→ THE PROBLEM: Except for the pictures, reproduce the records word for word.

→ DATA EXCERPTS:
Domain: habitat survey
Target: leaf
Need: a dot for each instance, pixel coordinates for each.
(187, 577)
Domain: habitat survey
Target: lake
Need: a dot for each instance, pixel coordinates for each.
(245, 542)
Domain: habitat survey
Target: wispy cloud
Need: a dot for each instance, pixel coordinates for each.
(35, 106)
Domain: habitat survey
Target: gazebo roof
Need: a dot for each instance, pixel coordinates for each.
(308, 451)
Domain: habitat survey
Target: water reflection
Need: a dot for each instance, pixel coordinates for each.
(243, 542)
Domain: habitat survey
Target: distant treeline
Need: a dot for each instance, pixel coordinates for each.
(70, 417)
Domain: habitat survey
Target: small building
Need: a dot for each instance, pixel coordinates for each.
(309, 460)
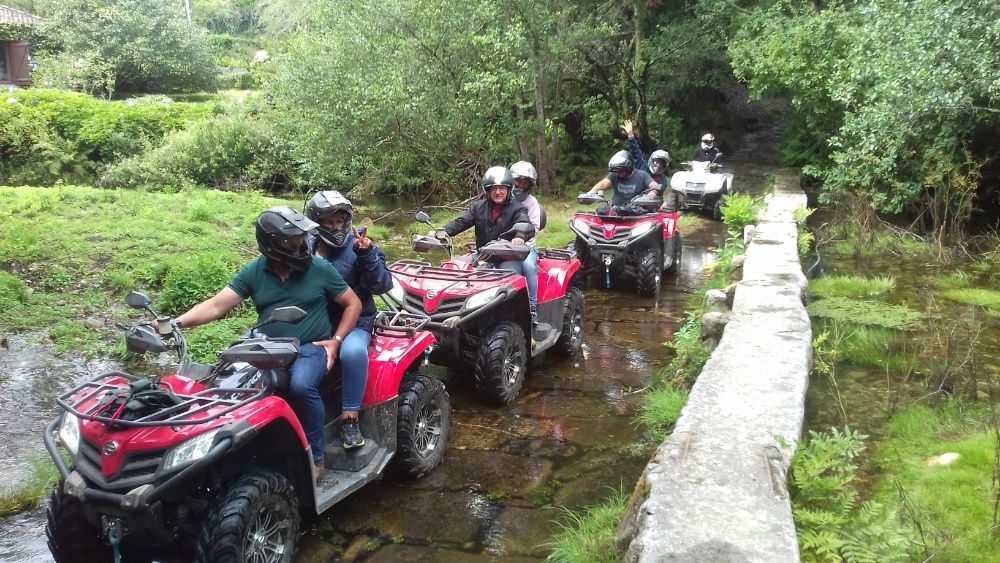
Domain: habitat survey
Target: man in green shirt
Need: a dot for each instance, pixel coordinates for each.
(285, 275)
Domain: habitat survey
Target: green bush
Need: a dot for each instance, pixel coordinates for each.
(13, 291)
(192, 280)
(740, 210)
(50, 134)
(831, 525)
(228, 152)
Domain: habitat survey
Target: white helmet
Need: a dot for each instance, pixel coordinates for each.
(658, 161)
(523, 169)
(707, 141)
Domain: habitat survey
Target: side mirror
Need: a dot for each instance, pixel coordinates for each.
(286, 315)
(137, 300)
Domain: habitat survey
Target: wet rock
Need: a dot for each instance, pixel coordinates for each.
(487, 471)
(736, 266)
(715, 300)
(522, 531)
(712, 325)
(943, 459)
(409, 513)
(422, 554)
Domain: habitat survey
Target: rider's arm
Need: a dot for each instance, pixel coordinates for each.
(599, 187)
(213, 308)
(462, 222)
(635, 151)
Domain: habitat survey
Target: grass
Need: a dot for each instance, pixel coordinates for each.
(44, 477)
(865, 312)
(987, 298)
(953, 280)
(851, 286)
(952, 505)
(589, 537)
(661, 408)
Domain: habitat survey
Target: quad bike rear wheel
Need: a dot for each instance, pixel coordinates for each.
(70, 537)
(648, 272)
(572, 333)
(423, 426)
(501, 362)
(254, 520)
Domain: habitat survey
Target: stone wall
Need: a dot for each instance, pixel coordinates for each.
(716, 488)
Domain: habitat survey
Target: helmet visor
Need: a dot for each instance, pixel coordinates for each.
(291, 243)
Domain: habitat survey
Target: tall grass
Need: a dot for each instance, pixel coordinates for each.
(851, 286)
(589, 537)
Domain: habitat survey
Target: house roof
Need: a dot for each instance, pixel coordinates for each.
(13, 16)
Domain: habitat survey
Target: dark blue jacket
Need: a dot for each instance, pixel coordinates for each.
(635, 151)
(364, 271)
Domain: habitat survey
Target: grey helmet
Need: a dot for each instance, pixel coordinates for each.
(498, 176)
(327, 203)
(523, 169)
(707, 141)
(658, 162)
(621, 162)
(281, 236)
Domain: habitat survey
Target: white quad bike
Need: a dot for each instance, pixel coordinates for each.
(703, 185)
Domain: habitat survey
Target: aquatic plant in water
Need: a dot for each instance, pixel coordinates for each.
(865, 312)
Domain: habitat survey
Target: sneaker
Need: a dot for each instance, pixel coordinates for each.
(351, 432)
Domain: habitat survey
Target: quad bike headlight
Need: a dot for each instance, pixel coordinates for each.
(397, 292)
(482, 298)
(69, 432)
(190, 450)
(642, 229)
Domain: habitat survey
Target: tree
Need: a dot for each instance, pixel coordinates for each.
(142, 46)
(889, 96)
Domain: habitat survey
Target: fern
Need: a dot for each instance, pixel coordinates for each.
(831, 526)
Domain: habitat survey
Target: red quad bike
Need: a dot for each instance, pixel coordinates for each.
(634, 241)
(212, 464)
(480, 314)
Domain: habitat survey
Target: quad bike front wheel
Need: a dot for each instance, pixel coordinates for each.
(254, 520)
(648, 272)
(70, 537)
(423, 426)
(572, 334)
(501, 362)
(675, 266)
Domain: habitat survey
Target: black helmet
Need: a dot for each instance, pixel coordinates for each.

→ ANSWER TO THE EXERCISE:
Domain: habitat survey
Target: leaf
Need: a dot for each instance, pixel coordinates for each.
(187, 577)
Domain: habitat survey
Target: lake
Need: a dot for each instance, pixel coordinates for each.
(245, 542)
Domain: habitat survey
Target: wispy cloud
Need: a dot for each instance, pixel coordinates for each.
(35, 106)
Domain: habitat survey
Target: gazebo roof
Need: a dot for each instance, pixel coordinates for each.
(308, 451)
Domain: habitat survey
Target: water reflection
Need: a dot for each instance, pixel coordinates for each.
(243, 542)
Domain: habitat survey
Target: distant treeline
Need: a dot for each instance, pixel coordinates for each.
(70, 417)
Domain: habitat survey
Target: small building
Need: a dot for each instance, pixel coordinates for each.
(309, 460)
Domain: habitat survey
Target: man in green shirt
Need: a dot for each instance, pixel coordinates for each.
(285, 275)
Domain: habitat survey
Target: green bush
Need: a dot for each instance, pixel coordinates for each.
(13, 291)
(192, 280)
(740, 210)
(50, 134)
(831, 525)
(228, 152)
Domain: habitat survey
Target: white helmet
Need: a dot for each instance, pixel coordinates for each.
(658, 161)
(523, 169)
(707, 141)
Domain: habitat survey
Target: side mirror
Need: a dot for each instance, pixel coordinates for each.
(286, 315)
(137, 300)
Domain: habitat survey
Target: wet rock
Need: a dot for each instance, pixel coordinates for each.
(487, 471)
(736, 266)
(715, 300)
(522, 531)
(712, 325)
(943, 459)
(409, 513)
(422, 554)
Domain: habitat survey
Target: rider's arm
Need: a dot for each instance, pixel coordinates for each.
(599, 187)
(213, 308)
(462, 222)
(635, 151)
Domain: habitat survey
Target: grass
Need: a dot for each instance, pixel coordinates for each.
(44, 477)
(865, 312)
(987, 298)
(953, 280)
(851, 286)
(952, 505)
(589, 537)
(661, 408)
Domain: habitat survey
Target: quad bike rear wheel
Need: a dot for each instance, pixel coordinates for each.
(70, 537)
(648, 272)
(572, 333)
(423, 426)
(501, 362)
(254, 520)
Domain: habitat survey
Target: stone wall
Need: a dot for each instance, pixel coordinates for each.
(716, 488)
Domain: habitat survey
Target: helmet visor
Need: a dot for each instance, pixel coordinates for each.
(291, 243)
Domain: habitat survey
Target: tall grass
Need: a dot for each instance, pixel coordinates for each.
(851, 286)
(589, 537)
Domain: habitat survey
Target: house roof
Need: a dot for each instance, pixel coordinates for each.
(13, 16)
Domain: habitat survey
Target: dark blue jacket
Need: a dot for each instance, pixel coordinates for each.
(635, 151)
(364, 271)
Domain: habitat survey
Target: grey helmet
Need: a dot for each instance, pixel coordinates for each.
(498, 176)
(327, 203)
(523, 169)
(707, 141)
(658, 162)
(621, 162)
(281, 236)
Domain: habitat survey
Target: white quad bike
Need: a dot for each instance, pixel coordinates for each.
(703, 185)
Domain: habitat survey
Target: aquatic plant in water
Need: a dot for each instance, pixel coordinates for each.
(865, 312)
Domain: habitat survey
Target: sneaker
Need: a dot for each instance, pixel coordinates for each.
(351, 432)
Domain: habitat survey
Target: quad bike headlight
Need: a dot for each instance, pixel coordinates for each.
(397, 292)
(482, 298)
(69, 432)
(190, 450)
(642, 229)
Domain: habitat survey
Target: tree
Need: a dot for each instance, pixel coordinates for each.
(142, 46)
(889, 96)
Domain: habitat survey
Target: fern
Need: a dot for each instance, pixel coordinates for each.
(831, 526)
Domain: habitat survey
Target: red quad bike
Need: a dot for each instance, pixel coordinates for each.
(634, 241)
(212, 464)
(480, 314)
Domain: habitat survey
Target: quad bike front wheel
Need: a dot for each instance, pixel coordinates for each.
(254, 520)
(648, 272)
(70, 537)
(423, 426)
(572, 334)
(501, 362)
(675, 266)
Domain: habitat survey
Target: black helmet
Need: a dot for each instance, pixel coordinates for each.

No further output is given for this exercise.